TASKS TO PERFORM.
[A] Which companies does the labor market article compare by online interest in working there? List every one.
[B] Can you extend the labor market article, picking up after its final sentence?

Where Is The US Labor Market Heading?

Tyler Durden's picture

When will the U.S. labor market start to accelerate?  That is the single most critical question for global capital markets, for it speaks directly to both economic growth and Federal Reserve monetary policy.  But, as ConvergEx's Nick Colas notes, just as important, however, is the question "Where do people actually want to work?"

Via ConvergEx's Nick Colas,

In today’s note we address both topics with a range of Google Trends analysis, looking at what both employers and prospective employees plug into the ubiquitous online search engine.  Key conclusions: there is no evidence of any faster pace of hiring, and the trend of hiring part time labor over full time is both strong (a 3:1 ratio) and accelerating.  As far as where online interest in available jobs runs deepest, Google outpaces Facebook and Apple by over 2:1, but interest in working at Twitter just surpassed searches for “Work at Microsoft”.  Stock markets clearly guide how a society allocates its intellectual capital, perhaps more than historical experience would indicate.

The good times in U.S. equities – and many other global stock markets - are undeniable, but it will be time to worry again soon enough.  Rallies – such as the one we’re seeing at the moment – create future obligations.  In this case, the +23% return for 2013, plus whatever we tack on between now and the end of the year, is essentially a promise of good news to come.  Markets discount the prevailing view for growth in the economy and corporate earnings.  And right now, the market weatherman is calling for sunny skies and fair weather for 2014.

The linchpin issue for global stock returns in 2014 centers on one group of people: the 11.3 million unemployed workers in the United States.  That isn’t to dismiss those suffering from unemployment in Europe, for example, or elsewhere in the world.  That 4.5% of the U.S. adult non-institutionalized population does, however play a critical role in the future returns for stocks globally.  Here is why:

U.S. labor markets have been stuck in first gear since 2011, generating an average of only 170-180,000 jobs over the past 12 months.  After natural population growth (100,000/month) that means only 70-80,000 jobs added, or 0.05% of the population.


The Federal Reserve has tried to juice the economy with Quantitative Easing, pushing capital into the financial system by buying Treasury and mortgage backed bonds.  That has kept interest rates low, spurred the purchase of autos and homes, and helped give the U.S. the limited employment growth we mentioned above.


The ebbs and flows of the Fed’s commentary regarding QE – its ongoing duration and amount – have become heavily correlated with global equity returns.  You don’t have to look any further than the June Fed press conference or the last FOMC meeting to prove that.  Chatter about “Tapering” the QE program causes a pullback, while confidence that it will continue lifts risk assets higher.  I am sure you can find academics or market watchers who will tell you this is just ‘Correlation’ and not ‘causation’.  Feel free to listen to them, but don’t invest with them.  Ever.


Given the anemic October employment report, the recent government shutdown, and concerns over the U.S. consumer, it seems unlikely the Federal Reserve will reduce its bond buying until 2014.  That leaves stocks to rally into the end of the year.  Easy peasy, right?

GIVEN INFORMATION.
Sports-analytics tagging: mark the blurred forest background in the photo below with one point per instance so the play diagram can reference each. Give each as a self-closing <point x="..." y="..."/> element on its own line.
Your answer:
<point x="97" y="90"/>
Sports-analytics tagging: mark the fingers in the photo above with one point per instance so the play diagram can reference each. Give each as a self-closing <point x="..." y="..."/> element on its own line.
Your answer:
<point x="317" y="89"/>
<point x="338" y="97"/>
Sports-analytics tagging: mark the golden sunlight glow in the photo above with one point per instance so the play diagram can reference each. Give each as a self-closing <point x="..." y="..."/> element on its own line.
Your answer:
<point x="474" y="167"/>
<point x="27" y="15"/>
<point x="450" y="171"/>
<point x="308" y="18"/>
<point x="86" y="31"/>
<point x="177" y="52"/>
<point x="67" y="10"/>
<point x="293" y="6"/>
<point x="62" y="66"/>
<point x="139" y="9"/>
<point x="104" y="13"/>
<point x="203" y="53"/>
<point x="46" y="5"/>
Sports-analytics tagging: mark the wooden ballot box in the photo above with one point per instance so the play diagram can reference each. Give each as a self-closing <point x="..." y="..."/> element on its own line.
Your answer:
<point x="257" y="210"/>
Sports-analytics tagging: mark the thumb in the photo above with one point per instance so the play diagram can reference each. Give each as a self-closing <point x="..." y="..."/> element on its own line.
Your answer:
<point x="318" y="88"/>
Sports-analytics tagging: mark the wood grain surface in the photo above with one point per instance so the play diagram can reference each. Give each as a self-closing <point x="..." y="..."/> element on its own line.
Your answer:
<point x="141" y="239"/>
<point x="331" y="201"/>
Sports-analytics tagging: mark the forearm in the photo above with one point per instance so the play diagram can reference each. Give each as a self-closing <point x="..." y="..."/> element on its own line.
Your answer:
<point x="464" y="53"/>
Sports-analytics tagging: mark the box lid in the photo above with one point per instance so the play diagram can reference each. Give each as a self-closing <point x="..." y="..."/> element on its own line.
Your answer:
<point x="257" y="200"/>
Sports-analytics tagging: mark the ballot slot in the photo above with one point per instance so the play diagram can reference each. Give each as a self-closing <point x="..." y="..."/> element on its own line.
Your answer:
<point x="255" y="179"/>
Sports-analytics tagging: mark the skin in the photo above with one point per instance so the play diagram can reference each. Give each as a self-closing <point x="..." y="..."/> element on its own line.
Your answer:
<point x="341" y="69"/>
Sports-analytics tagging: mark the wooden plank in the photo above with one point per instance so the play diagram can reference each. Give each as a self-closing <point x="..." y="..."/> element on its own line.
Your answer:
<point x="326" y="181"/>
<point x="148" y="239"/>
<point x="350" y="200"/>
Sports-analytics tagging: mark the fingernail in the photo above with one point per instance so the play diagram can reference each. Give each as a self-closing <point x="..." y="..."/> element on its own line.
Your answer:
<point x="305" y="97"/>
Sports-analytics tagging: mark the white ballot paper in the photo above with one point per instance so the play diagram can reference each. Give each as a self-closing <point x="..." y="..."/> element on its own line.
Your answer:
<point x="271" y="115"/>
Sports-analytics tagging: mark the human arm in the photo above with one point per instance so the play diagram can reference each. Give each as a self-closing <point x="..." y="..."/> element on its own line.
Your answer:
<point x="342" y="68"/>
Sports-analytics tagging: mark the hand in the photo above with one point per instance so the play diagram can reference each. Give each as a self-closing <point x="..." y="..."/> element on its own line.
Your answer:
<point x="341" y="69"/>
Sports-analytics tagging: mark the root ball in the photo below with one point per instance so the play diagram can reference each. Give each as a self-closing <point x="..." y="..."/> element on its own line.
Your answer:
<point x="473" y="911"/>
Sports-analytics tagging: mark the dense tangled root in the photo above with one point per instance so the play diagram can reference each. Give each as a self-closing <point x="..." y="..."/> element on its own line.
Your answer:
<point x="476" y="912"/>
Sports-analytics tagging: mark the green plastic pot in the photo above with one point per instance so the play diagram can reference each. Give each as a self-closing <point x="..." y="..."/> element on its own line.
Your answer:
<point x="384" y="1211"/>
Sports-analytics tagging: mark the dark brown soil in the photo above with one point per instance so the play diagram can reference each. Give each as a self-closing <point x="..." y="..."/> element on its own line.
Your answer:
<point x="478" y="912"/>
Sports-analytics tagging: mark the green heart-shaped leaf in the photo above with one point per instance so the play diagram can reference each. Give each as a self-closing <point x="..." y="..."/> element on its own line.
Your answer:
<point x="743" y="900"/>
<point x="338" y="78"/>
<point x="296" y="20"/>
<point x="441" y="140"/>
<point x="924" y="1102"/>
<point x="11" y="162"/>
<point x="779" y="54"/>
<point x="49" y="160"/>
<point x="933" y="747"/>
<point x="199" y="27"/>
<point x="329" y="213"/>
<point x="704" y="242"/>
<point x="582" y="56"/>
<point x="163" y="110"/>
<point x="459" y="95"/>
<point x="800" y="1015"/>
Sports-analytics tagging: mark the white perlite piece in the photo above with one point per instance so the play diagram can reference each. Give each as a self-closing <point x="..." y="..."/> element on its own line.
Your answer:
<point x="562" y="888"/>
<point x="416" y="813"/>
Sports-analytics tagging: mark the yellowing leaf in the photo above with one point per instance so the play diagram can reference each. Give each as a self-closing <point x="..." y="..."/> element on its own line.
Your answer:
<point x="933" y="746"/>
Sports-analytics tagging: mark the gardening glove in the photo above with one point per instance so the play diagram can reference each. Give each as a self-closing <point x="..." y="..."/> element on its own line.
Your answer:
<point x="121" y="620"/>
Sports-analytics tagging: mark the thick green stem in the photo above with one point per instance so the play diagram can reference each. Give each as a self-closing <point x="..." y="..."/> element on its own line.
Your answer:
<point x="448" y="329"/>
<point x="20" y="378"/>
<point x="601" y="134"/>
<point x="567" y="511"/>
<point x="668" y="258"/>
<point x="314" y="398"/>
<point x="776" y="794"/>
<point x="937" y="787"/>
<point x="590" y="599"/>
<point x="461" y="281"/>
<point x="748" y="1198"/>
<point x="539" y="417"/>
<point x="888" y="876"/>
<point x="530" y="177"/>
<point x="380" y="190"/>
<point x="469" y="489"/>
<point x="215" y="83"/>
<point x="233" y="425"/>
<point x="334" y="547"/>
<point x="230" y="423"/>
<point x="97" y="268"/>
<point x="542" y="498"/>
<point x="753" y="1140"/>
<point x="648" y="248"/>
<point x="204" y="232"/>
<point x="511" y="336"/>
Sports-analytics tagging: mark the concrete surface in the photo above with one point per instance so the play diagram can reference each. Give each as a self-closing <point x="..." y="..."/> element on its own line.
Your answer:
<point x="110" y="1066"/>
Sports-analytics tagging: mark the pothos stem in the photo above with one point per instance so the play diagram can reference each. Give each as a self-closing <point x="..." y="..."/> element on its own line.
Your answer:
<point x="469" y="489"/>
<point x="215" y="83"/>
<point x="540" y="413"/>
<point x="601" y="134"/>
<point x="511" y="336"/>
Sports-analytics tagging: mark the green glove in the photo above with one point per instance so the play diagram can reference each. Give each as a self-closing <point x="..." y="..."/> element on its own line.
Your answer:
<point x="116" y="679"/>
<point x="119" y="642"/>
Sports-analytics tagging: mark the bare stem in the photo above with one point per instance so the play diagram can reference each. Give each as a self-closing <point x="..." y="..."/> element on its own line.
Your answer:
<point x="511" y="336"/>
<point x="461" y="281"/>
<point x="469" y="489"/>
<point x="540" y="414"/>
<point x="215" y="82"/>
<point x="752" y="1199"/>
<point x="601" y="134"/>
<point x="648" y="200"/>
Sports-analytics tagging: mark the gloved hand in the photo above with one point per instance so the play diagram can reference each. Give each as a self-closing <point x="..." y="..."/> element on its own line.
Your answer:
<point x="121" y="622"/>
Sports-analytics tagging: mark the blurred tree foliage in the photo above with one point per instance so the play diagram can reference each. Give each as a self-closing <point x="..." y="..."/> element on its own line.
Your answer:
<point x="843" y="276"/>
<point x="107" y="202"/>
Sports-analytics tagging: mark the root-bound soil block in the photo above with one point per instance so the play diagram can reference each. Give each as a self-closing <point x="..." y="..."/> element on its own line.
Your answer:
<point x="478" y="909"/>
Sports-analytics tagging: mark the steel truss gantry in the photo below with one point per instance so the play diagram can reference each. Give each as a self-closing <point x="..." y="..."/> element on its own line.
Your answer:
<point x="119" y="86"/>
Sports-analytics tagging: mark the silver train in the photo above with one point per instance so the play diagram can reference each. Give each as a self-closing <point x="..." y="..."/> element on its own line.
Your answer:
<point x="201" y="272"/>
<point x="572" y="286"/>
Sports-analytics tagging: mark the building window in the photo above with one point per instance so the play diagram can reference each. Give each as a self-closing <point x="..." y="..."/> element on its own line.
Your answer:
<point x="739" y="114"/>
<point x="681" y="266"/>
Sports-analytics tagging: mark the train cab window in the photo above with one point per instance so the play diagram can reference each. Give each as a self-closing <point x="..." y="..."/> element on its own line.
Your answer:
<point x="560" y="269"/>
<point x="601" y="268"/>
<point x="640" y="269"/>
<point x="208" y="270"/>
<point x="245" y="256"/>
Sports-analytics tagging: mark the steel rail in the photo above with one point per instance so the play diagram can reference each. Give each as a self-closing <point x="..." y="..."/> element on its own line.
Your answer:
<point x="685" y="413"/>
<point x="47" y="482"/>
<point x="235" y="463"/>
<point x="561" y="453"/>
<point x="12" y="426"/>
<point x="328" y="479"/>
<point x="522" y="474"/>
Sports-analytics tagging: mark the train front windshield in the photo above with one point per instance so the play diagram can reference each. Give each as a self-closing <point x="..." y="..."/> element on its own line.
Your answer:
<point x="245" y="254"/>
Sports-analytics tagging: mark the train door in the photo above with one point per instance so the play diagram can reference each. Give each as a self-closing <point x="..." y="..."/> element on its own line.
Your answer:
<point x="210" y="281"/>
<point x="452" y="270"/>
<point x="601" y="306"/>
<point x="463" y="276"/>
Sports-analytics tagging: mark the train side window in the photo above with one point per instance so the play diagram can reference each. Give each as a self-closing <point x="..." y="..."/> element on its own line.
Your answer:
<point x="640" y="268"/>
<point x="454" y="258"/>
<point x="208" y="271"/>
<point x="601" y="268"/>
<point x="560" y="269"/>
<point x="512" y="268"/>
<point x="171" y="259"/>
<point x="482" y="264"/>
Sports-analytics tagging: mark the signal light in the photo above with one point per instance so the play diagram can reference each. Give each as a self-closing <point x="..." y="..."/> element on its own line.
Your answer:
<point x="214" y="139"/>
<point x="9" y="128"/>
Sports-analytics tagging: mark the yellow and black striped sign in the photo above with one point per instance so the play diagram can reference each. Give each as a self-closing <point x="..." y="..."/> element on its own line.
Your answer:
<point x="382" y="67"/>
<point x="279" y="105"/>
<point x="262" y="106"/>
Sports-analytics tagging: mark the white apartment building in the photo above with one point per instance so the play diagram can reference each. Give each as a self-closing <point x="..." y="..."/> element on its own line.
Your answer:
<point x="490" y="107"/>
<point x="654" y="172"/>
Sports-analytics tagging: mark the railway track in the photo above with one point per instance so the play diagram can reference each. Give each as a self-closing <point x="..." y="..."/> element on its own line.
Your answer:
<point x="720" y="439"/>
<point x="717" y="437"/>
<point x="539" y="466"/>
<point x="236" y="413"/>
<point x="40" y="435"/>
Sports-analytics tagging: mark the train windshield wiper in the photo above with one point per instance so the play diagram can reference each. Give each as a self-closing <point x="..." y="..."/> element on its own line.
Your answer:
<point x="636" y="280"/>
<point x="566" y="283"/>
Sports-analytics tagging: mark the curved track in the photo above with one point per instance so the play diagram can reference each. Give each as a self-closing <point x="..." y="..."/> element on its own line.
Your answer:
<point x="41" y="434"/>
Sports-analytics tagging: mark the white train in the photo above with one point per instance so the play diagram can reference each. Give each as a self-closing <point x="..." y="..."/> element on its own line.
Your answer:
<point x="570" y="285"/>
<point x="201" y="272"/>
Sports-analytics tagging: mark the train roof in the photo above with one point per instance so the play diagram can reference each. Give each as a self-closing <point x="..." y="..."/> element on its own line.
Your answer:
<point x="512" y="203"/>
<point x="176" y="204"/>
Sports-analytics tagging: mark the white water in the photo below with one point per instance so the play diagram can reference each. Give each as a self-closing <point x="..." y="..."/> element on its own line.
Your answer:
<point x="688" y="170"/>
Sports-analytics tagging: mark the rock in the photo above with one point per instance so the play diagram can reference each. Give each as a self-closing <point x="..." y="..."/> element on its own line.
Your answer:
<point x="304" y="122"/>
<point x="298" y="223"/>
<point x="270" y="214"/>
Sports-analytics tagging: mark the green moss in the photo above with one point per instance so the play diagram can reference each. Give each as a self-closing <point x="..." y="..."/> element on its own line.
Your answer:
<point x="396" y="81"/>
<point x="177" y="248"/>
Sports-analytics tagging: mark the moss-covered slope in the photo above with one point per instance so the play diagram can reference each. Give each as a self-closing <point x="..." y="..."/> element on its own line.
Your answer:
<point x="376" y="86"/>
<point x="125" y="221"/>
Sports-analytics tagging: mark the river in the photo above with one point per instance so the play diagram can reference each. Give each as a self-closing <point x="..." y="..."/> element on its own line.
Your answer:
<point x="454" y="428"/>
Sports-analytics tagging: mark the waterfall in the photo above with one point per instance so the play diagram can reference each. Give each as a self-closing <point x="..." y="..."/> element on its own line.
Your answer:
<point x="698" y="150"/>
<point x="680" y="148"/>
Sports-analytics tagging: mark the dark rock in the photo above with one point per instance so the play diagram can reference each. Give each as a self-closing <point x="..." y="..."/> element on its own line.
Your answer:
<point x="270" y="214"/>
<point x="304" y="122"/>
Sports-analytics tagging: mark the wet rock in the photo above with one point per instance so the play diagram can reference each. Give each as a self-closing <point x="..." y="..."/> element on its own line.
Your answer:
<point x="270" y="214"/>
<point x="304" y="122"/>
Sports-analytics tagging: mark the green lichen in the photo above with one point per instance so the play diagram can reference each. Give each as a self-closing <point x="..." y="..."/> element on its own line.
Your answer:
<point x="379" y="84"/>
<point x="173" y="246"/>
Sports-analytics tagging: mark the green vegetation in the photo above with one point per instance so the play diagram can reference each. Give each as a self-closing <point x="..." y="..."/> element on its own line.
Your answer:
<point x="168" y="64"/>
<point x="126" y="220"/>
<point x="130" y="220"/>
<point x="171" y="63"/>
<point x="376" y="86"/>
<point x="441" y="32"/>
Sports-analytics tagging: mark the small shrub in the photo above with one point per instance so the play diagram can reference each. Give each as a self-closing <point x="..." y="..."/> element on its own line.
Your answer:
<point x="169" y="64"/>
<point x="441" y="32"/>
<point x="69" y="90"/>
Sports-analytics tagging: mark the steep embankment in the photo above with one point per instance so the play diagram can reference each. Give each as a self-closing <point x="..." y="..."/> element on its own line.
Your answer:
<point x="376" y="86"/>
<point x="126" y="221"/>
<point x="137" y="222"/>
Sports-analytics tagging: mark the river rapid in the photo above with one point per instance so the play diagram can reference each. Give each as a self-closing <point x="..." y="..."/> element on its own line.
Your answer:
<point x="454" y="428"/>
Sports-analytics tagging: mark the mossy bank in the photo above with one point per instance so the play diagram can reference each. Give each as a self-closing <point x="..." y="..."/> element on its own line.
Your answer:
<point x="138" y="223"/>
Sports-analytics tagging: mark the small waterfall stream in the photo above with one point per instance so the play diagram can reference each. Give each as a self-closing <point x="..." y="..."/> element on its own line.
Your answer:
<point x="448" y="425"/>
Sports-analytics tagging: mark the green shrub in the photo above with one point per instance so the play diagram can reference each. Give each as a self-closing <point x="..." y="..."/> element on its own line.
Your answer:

TASK-BY-TASK OUTPUTS.
[A] Google, Facebook, Apple, Twitter, Microsoft

[B]
But then what?  The U.S. economy and public companies will have to deliver on the implicit promise of record high stock prices with a combination of faster economic growth and better earnings.  The connective tissue between those aspirations is incremental domestic job growth.


Can’t the Fed just keep lifting stocks higher with more QE, regardless of where the U.S. economy ends up?  They can try, but there has been enough reporting on the opinions of the members of the Federal Open Market Committee for us to know that the Fed is growing concerned over the chance for a bubble in risk assets, including stocks.  The world gives the U.S. a lot of collective slack because of its reserve currency status, but everything has a limit.  As the Fed approaches a $4 trillion balance sheet ($3.8 trillion as of October 13, or 24% of GDP), policymakers know they are closer to the end of QE than the beginning.


That might all sound like bad news – QE is coming to an end, watch out below! – but it also makes U.S. stocks essentially a one-decision asset class.  Job growth here simply has to get better.  Maybe not today, maybe not tomorrow, but soon, and for the rest of our lives (spurious Casablanca quote there).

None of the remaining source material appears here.